───── Records shown

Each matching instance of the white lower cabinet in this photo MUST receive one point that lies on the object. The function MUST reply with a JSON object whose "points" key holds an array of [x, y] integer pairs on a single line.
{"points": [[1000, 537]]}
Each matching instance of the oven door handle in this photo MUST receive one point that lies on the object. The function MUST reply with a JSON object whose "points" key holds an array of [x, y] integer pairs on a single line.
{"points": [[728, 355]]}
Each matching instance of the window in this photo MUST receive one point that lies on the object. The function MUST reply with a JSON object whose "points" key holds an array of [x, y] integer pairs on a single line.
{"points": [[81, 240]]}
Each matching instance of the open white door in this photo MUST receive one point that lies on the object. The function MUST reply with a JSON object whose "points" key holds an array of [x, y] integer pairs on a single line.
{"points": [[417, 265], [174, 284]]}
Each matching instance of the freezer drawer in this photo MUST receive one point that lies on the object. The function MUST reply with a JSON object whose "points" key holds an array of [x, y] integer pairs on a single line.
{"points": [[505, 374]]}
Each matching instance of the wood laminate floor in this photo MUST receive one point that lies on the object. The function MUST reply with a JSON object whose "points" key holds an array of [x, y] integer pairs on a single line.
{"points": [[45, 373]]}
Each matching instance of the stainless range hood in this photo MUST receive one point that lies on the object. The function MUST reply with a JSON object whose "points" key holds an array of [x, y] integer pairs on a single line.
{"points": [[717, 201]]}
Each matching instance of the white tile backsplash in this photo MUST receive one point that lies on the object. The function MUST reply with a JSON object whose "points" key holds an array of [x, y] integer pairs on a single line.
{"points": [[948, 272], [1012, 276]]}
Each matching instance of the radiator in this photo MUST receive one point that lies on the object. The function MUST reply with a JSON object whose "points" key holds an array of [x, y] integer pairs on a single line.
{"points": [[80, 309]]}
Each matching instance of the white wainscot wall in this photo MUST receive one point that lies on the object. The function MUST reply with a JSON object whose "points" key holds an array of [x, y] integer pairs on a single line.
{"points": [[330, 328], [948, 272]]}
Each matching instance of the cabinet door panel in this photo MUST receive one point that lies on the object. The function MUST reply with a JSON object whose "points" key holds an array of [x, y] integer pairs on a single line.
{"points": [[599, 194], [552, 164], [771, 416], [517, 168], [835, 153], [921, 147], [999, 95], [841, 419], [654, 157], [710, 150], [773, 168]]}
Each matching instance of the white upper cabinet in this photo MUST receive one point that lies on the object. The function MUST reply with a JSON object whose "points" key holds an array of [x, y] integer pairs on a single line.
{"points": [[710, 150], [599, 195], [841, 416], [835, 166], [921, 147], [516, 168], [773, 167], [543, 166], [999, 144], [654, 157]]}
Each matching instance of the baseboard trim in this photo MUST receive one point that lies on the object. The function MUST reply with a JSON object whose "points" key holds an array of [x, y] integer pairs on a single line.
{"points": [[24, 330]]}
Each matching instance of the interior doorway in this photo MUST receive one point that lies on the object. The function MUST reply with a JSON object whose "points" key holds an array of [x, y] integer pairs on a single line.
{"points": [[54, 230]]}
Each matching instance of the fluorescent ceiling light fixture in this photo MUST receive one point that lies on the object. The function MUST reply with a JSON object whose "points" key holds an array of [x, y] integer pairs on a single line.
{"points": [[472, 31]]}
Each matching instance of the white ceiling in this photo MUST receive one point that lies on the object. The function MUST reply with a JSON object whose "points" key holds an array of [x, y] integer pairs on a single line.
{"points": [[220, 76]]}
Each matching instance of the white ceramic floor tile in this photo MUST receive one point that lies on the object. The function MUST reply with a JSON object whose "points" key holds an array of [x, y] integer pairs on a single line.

──────────

The exercise
Repeat every entry exactly, please.

Task solution
Each matching instance of the white lower cabinet in this photo MUST receive one point that lies on the object. The function MUST reply with a JSON object whose "points" key holds an array of [x, y] integer pairs on a single line.
{"points": [[1000, 537]]}
Each matching instance of the oven door handle in this photo MUST receive one point that lies on the object. The function MUST reply with a JSON object whose "points" key holds an array of [x, y] integer pairs on a single line.
{"points": [[728, 355]]}
Each matching instance of the window in this photo MUST receive one point that lies on the object. The function MUST reply with a JSON object whose "points" key holds an array of [x, y] integer pairs on a single line.
{"points": [[81, 240]]}
Each matching instance of the open white door in this photo MUST receive one point that lies on the object. The function MUST reply with a JSON object whose "points" key holds an array of [x, y] integer pairs on a single line.
{"points": [[417, 265], [174, 284]]}
Each matching instance of the freezer drawer in this photo MUST receive one point that lies on the object. The function MUST reply with a JSON object whose "points" key holds an array of [x, y] integer pairs on a single line.
{"points": [[505, 374]]}
Each matching instance of the wood laminate floor in this photo MUST receive one point that lies on the object. The function MUST reply with a JSON object whose "points" key holds an array of [x, y] integer pairs on a single line.
{"points": [[45, 373]]}
Each matching instance of the stainless range hood in this photo MUST receive one point that lies on the object. The function MUST reply with a JSON object whose "points" key holds an array of [x, y] integer pairs on a single line.
{"points": [[717, 201]]}
Each matching instance of the white tile backsplash in this photo MUST receive one point that lies on the object. The function MUST reply with a JSON object whose "points" key holds an array of [x, y] integer pairs on a single line.
{"points": [[948, 272], [1012, 276]]}
Each matching instance of the radiator in this photo MUST receive one point that lies on the object. The function MUST reply with a JSON object whose "points" key holds an array of [x, y] integer pairs on a single line.
{"points": [[80, 309]]}
Each matching instance of the white wainscot wall in this photo MUST receive one point that lies on the object. The function MUST reply with a JSON object whose "points" key holds an array of [x, y] integer pairs on a single line.
{"points": [[330, 328], [948, 272]]}
Each matching instance of the cabinet door panel in this photo MUST receive one point that lies on the object. The function MUST reply with a JSON object whose "points" key holds an array of [x, y] integer pairs on a single line.
{"points": [[599, 194], [552, 164], [771, 416], [517, 168], [835, 153], [921, 147], [999, 95], [841, 419], [654, 157], [710, 150], [773, 168]]}
Each matching instance of the white upper cabinet in this photo MUST receive one point that lies on the object. The function MUST reply with a JSON object whose "points" key holds an array of [x, y] integer pairs on a single line.
{"points": [[710, 150], [599, 195], [841, 416], [835, 166], [921, 147], [516, 168], [773, 167], [543, 166], [999, 144], [654, 157]]}
Each matching instance of the baseboard trim in this photo MUST receive one point that lies on the object. The function MUST reply with a JSON object whose "points" key holds an array of [x, y] integer pairs on a single line.
{"points": [[24, 330]]}
Each matching instance of the interior doorway in this photo MUST receive one point that lies on the object. The function MUST reply with a JSON object whose "points" key holds an array of [x, y] integer pairs on a single line.
{"points": [[54, 230]]}
Each matching instance of the fluorescent ceiling light fixture in this photo MUST receive one point that lies on the object. The function MUST reply with a JSON object whose "points" key holds an array of [x, y] integer pairs on a single line.
{"points": [[472, 31]]}
Each matching instance of the white ceiling in this photo MUST receive one point that lies on the object. The function MUST reply with a JSON object whose "points" key holds an array of [x, y] integer pairs on a single line.
{"points": [[220, 76]]}
Each matching instance of the white ceramic floor tile in this photo MUST receive one point that lies on the object. The function MUST reply with a JSON object whose "points" key holds an array of [x, y] integer pairs on a single line.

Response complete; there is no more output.